• Task instructions: Turn all of the data below into a numbered list, one line per item, skipping blank lines. Leave the pictures out.

[Segmentation dataset excerpts]
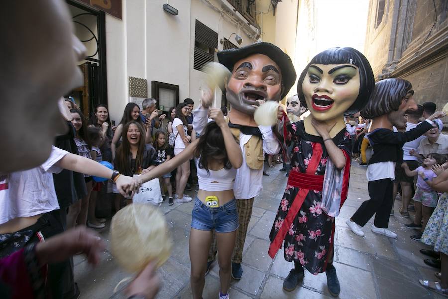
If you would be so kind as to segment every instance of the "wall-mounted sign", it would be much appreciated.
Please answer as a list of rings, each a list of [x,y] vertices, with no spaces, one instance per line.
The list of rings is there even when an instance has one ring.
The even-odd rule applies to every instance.
[[[121,19],[122,0],[77,0]]]

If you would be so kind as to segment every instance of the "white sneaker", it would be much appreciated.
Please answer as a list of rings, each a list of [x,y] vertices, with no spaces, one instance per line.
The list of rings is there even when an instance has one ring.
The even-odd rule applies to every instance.
[[[176,202],[177,203],[183,203],[184,202],[190,202],[192,200],[192,198],[190,196],[187,196],[185,194],[184,194],[184,197],[182,198],[176,198]]]
[[[348,227],[350,228],[350,229],[351,229],[351,231],[353,233],[358,236],[364,237],[364,232],[362,231],[362,228],[359,226],[357,223],[354,221],[352,221],[350,219],[348,219],[345,221],[345,223],[347,224],[347,225],[348,226]]]
[[[376,227],[372,224],[372,231],[374,233],[379,234],[380,235],[384,235],[386,237],[389,238],[397,238],[397,234],[392,231],[390,231],[387,228],[380,228]]]
[[[229,299],[230,297],[228,297],[228,293],[227,293],[224,296],[221,296],[221,295],[218,294],[218,296],[220,297],[220,299]]]

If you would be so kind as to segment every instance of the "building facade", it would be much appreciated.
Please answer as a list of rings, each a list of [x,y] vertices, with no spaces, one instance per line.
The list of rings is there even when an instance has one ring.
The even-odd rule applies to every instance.
[[[446,0],[370,0],[365,53],[375,78],[409,80],[418,103],[442,108],[448,95],[447,12]]]
[[[95,54],[86,62],[98,69],[70,95],[88,113],[107,104],[117,123],[127,103],[146,97],[164,111],[186,98],[197,105],[207,90],[201,67],[224,49],[262,40],[294,59],[298,0],[67,1],[77,36]],[[217,89],[214,106],[225,102]]]

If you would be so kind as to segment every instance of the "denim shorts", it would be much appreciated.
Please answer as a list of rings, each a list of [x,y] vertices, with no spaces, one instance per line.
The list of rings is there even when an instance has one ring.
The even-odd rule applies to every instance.
[[[191,227],[200,230],[212,230],[217,233],[229,233],[238,229],[239,223],[236,200],[233,199],[217,208],[209,208],[198,197],[191,212]]]

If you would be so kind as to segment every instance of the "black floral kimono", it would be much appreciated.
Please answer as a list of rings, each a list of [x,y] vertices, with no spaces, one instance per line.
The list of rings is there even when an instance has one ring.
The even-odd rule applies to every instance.
[[[303,121],[288,124],[286,128],[289,133],[287,142],[293,143],[289,157],[291,170],[269,235],[269,254],[274,258],[283,243],[285,260],[299,262],[310,272],[317,275],[325,270],[328,258],[331,258],[328,253],[332,249],[335,218],[324,212],[321,201],[326,169],[329,171],[329,166],[332,167],[327,162],[332,163],[322,138],[306,133]],[[331,190],[329,193],[338,192],[340,206],[348,192],[350,137],[344,128],[333,138],[346,158],[340,178],[342,187]]]

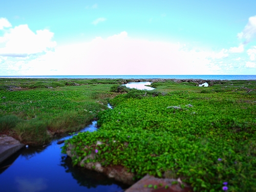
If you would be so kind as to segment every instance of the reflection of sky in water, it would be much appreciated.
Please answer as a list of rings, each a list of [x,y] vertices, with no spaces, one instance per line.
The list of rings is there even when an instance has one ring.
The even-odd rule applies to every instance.
[[[96,121],[94,121],[82,131],[96,129]],[[18,152],[21,155],[13,162],[11,158],[4,162],[5,164],[0,164],[0,169],[1,166],[11,165],[0,172],[0,192],[111,192],[128,188],[106,177],[99,179],[104,176],[102,174],[93,177],[87,169],[63,162],[63,159],[70,159],[61,153],[63,144],[57,144],[63,139],[55,140],[45,147],[29,146]]]
[[[20,192],[39,192],[47,188],[46,181],[43,178],[17,178],[18,190]]]
[[[150,87],[145,86],[146,85],[150,85],[152,83],[150,82],[130,82],[125,84],[125,86],[129,88],[135,88],[139,90],[153,90],[155,89],[153,88],[151,88]]]

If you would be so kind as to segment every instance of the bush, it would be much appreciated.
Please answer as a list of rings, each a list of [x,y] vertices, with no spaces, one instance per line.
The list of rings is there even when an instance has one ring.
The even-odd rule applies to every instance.
[[[21,121],[22,119],[13,115],[0,117],[0,132],[10,131]]]

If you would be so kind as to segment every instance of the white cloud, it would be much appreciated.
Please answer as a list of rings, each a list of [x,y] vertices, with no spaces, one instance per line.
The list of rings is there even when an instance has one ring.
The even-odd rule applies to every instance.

• Problem solution:
1. If you would be so kind as to segment every instance of the "wall-mounted sign", it would be much appreciated.
2. Please answer as a list of rings, each a list of [x,y] vertices, with no spaces, one instance per line.
3. The list of rings is there even when an instance has one ring.
4. The even-odd rule applies to every instance.
5. [[[121,19],[122,0],[77,0]]]
6. If you would be so kind as to segment every instance of the "white sneaker", it would be much appreciated.
7. Please answer as a list of rings, each a list of [x,y] vertices, with no spaces, one instance per line.
8. The list of rings is there even when an instance has one ring.
9. The even-odd rule applies to every instance.
10. [[[176,202],[177,203],[183,203],[184,202],[190,202],[192,200],[192,198],[190,196],[187,196],[185,194],[184,194],[184,197],[182,198],[176,198]]]
11. [[[348,227],[350,228],[350,229],[351,229],[351,231],[353,233],[358,236],[364,237],[364,232],[362,231],[362,228],[359,226],[357,223],[354,221],[352,221],[350,219],[348,219],[345,221],[345,223],[347,224],[347,225],[348,226]]]
12. [[[376,227],[372,224],[372,231],[374,233],[379,234],[380,235],[384,235],[386,237],[389,238],[397,238],[397,234],[392,231],[390,231],[387,228],[380,228]]]
13. [[[229,299],[230,297],[228,297],[228,293],[227,293],[224,296],[221,296],[221,295],[218,294],[218,296],[220,297],[220,299]]]
14. If you would be so kind as to segment every instance of the "building facade", it would be much appreciated.
15. Please answer as a list of rings, each a list of [x,y] vertices, with no spaces, one instance per line.
16. The list of rings is there even when an instance has one ring.
17. The even-odd rule applies to every instance.
18. [[[446,0],[370,0],[365,53],[375,78],[409,80],[418,103],[442,108],[448,95],[447,12]]]
19. [[[95,54],[86,62],[98,69],[70,95],[88,113],[107,104],[117,123],[127,103],[146,97],[164,111],[186,98],[197,105],[207,90],[201,67],[224,49],[262,40],[294,59],[298,0],[67,1],[77,36]],[[217,89],[214,106],[225,102]]]
20. If you would be so kind as to segment every instance of the "denim shorts", it would be much appreciated.
21. Please answer as a list of rings, each a list of [x,y] vertices, with no spaces, one instance per line.
22. The list of rings is there even when an instance has one ring.
23. The even-odd rule applies to every instance.
24. [[[191,227],[200,230],[212,230],[217,233],[229,233],[238,229],[239,223],[236,200],[233,199],[217,208],[209,208],[198,197],[191,212]]]
25. If you would be so kind as to segment every instance of the "black floral kimono", it would be much appreciated.
26. Please answer as a list of rings, each a list of [x,y] vertices, with no spaces, one instance per line.
27. The list of rings is there even when an instance has one ring.
28. The even-odd rule applies to every instance.
29. [[[303,121],[288,124],[286,128],[289,133],[287,142],[293,143],[289,157],[291,170],[269,235],[269,254],[274,258],[283,243],[285,260],[299,262],[310,272],[317,275],[325,270],[328,258],[331,258],[328,253],[332,249],[335,218],[324,212],[321,201],[326,169],[329,171],[329,166],[332,167],[327,162],[332,163],[322,138],[306,133]],[[331,190],[329,193],[338,192],[340,206],[348,192],[350,137],[344,128],[333,138],[346,158],[340,178],[342,187]]]
30. If you would be so kind as to segment every instance of the reflection of sky in water, it would be much appreciated.
31. Please answer as a list of rings, each a list of [x,y] vertices, with no spaces, one instance per line.
32. The list of rings is there even when an instance has one ring.
33. The even-odd rule applies to every instance.
34. [[[96,121],[94,121],[82,131],[96,129]],[[18,152],[21,155],[13,162],[11,158],[4,162],[5,164],[0,164],[0,169],[1,166],[11,165],[0,172],[0,192],[111,192],[128,188],[106,177],[99,179],[104,176],[102,174],[93,177],[87,169],[63,162],[63,159],[70,159],[61,153],[63,144],[57,144],[63,139],[55,140],[45,147],[29,146]]]
35. [[[20,192],[39,192],[47,188],[46,181],[43,178],[17,178],[18,190]]]
36. [[[150,87],[145,86],[146,85],[150,85],[152,83],[150,82],[130,82],[125,84],[125,86],[129,88],[135,88],[139,90],[153,90],[155,89],[153,88],[151,88]]]
37. If you would be so kind as to segment every instance of the bush, it would be much appreciated.
38. Please answer as a list of rings, each a list of [x,y] vertices, with no spaces, one instance per line.
39. The list of rings is there even when an instance has one ring.
40. The even-odd rule applies to every instance.
41. [[[21,121],[22,119],[13,115],[0,117],[0,132],[10,131]]]
42. If you would be so kind as to segment every instance of the white cloud, it would be much appreciated.
43. Please answer as a list of rings, each a list of [x,y] vertices, with no spaces, one instance per line.
44. The list of rings is there even when an instance has one ring.
45. The even-odd rule applies to every instance.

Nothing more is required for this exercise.